▽

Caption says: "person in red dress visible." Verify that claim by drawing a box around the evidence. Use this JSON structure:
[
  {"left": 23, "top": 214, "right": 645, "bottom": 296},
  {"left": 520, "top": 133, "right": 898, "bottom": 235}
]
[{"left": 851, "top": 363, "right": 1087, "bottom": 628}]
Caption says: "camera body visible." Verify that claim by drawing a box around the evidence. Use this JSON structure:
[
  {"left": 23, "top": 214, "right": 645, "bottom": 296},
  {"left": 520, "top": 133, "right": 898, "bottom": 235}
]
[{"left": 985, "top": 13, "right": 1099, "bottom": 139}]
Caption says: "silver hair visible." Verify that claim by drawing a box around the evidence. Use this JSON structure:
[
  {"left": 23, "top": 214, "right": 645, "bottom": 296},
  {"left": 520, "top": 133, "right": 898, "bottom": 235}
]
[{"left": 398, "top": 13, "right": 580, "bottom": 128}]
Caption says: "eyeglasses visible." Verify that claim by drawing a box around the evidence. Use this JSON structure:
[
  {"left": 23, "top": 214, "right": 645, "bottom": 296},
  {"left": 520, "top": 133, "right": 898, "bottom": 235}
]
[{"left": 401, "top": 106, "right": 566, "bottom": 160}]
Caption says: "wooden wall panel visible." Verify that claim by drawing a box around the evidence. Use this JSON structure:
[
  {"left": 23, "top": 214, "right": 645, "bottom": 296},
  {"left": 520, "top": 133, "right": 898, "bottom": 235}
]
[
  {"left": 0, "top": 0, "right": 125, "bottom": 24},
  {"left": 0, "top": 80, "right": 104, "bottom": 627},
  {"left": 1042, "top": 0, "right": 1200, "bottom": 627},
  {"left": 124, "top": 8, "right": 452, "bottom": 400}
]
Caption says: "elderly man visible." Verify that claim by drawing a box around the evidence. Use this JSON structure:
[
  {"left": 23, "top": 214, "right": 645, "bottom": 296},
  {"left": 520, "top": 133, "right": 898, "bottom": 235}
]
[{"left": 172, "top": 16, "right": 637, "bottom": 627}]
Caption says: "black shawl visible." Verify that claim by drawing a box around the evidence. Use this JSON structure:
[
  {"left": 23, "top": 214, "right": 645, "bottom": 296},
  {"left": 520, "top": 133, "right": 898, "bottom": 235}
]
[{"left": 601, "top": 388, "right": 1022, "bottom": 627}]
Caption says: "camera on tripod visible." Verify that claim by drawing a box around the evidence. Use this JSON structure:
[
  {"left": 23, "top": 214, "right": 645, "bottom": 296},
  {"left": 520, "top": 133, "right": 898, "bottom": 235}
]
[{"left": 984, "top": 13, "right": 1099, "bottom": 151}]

△

INSTRUCTIONS TO FOLLOW.
Display every line of the entries above that contains the string "camera", with case taken into account.

ANSWER TO THE EXERCISE.
Caption says: "camera body visible." Verify that claim by drawing a box around the evidence. Use this JSON structure:
Caption says: "camera on tripod visible." Verify that claim by drawing a box around the evidence. Use this JSON structure:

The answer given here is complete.